__Goal__. Copy every one of the items below word for word, keeping each line unchanged.
━━━ Records for the exercise
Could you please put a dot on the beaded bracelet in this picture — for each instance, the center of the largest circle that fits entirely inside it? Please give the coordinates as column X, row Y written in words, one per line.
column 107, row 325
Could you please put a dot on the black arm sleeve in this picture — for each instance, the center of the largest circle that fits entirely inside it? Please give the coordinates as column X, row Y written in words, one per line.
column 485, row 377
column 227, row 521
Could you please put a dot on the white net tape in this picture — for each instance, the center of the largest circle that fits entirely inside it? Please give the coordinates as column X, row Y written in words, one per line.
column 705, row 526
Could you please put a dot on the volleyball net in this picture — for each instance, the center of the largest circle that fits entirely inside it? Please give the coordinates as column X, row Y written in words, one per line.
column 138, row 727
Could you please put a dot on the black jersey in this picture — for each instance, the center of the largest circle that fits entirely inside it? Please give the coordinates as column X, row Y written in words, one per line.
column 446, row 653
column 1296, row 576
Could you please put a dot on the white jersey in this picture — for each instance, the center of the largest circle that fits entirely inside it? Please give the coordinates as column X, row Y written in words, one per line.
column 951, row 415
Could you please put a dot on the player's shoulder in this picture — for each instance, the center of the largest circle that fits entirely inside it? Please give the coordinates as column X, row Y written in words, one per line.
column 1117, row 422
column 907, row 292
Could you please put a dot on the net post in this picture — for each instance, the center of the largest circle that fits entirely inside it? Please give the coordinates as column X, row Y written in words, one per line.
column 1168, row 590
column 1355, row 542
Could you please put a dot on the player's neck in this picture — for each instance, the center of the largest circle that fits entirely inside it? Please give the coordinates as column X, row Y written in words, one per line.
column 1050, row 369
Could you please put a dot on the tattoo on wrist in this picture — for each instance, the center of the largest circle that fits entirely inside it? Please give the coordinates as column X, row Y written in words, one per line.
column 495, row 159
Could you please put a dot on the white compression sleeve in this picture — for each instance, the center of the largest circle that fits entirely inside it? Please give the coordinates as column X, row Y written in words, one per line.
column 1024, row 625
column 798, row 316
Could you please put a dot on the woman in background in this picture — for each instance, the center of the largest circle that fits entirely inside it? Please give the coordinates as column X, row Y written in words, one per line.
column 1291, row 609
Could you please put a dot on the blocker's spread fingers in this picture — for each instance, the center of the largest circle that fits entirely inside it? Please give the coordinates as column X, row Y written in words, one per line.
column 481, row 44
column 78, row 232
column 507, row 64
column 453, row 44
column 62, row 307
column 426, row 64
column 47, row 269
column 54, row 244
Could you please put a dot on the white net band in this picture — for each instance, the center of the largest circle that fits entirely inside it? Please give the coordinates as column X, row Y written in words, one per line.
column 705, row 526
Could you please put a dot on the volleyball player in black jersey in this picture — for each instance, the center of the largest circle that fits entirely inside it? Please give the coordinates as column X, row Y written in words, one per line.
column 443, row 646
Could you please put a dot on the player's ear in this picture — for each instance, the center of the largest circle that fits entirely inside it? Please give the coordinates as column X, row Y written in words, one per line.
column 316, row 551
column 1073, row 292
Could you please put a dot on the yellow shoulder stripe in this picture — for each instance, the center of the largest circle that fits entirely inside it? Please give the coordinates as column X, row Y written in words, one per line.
━━━━━━
__Full solution__.
Could you please put a dot on the beaded bracelet in this picture — for each instance, the center of the largest circle that fits entirely inside it? Please give the coordinates as column X, row Y written in words, one per line.
column 107, row 325
Could you please put a dot on the black arm sleeve in this picture — for each instance, the center of the largest circle that fits entirely inside it? Please give the coordinates as column X, row Y written in words, one per line.
column 485, row 377
column 227, row 521
Could you please put a dot on the white net tape in this picture — for each instance, the center of the largest circle that fits entirely inside it? Please give the coordinates as column X, row Y written in words, one per line.
column 705, row 526
Could you please put a dot on the volleyball net in this picture — for each instance, the center of the largest circle that fits entirely inside it? Please give the coordinates as column X, row Y written in words, one per line.
column 138, row 727
Could you please put a dot on the black jersey in this picture — for each instance, the center of the largest circle that fits entirely inside it? Please give the coordinates as column X, row Y written in words, one per line.
column 446, row 653
column 1296, row 576
Could you please put a dot on the white jersey in this picture — for each instance, the center of the largest circle that fits entirely inside it? Please give the coordinates as column X, row Y written in words, one per line.
column 951, row 415
Could you please put a dot on the player's shoulder in this picture — for each instance, the center of the largest circle that fits entirely inside it? Please give the coordinates as column X, row Y written in words, one per line.
column 1117, row 422
column 907, row 292
Could you please put a dot on the net post in this picture — for each instance, the center of the largest circle that fits entirely inside it? Please give the coordinates as column X, row Y written in words, one per line.
column 1168, row 590
column 1355, row 542
Could you please put a dot on the player's neck in this picture — for each instance, the center of the largest circle that fits entirely inside it? Please give the coordinates as column X, row Y written in words, one per line.
column 1050, row 369
Could you please put a dot on the tattoo on wrist in this picture — for each instance, the center of the largest circle that fits entirely inside it? Please give the coordinates as column X, row Y written in words, one per line.
column 495, row 159
Could you please put a dot on the white compression sleeve in this picture — for each instance, the center of the largest circle that fits entirely inside it? Please give the coordinates as column X, row Y written in words, one per line.
column 1024, row 625
column 798, row 316
Could you please put a dot on the woman in background in this picture — for each instance, the center of the largest circle that fits entirely inside it? Please give the coordinates as column X, row Y written in words, one per line.
column 1291, row 609
Could you please put a dot on the blocker's spread fingers in this picture — for each instance, the center of the largest circle that fits entirely inside it? Please give the coordinates as column X, row Y written in words, one per line.
column 481, row 44
column 78, row 232
column 507, row 64
column 453, row 44
column 62, row 307
column 426, row 64
column 47, row 269
column 54, row 244
Could you please put a dot on the white net band in this picture — for each instance, the center of the largest circle that fits entirely inside it? Please give the coordinates as column X, row Y written in words, one per line.
column 705, row 526
Could you please put a dot on the volleyball player in black jersey in this picture — for each instance, the center of the largest circle that fits entirely inside it? Please give the coordinates as column X, row Y written in words, one per line.
column 443, row 646
Could you please put a dot on the player's ear in this picture — for each instance, the center of the largest circle that fits entirely inside it? Please give the coordinates as column X, row Y written in words, one per line.
column 316, row 551
column 1073, row 292
Could you please put a dot on the yellow shoulder stripe in this picture — for each instance, the center of the largest circle that fits entirely inside it? Please give the coordinates as column X, row Y written in words, one per line.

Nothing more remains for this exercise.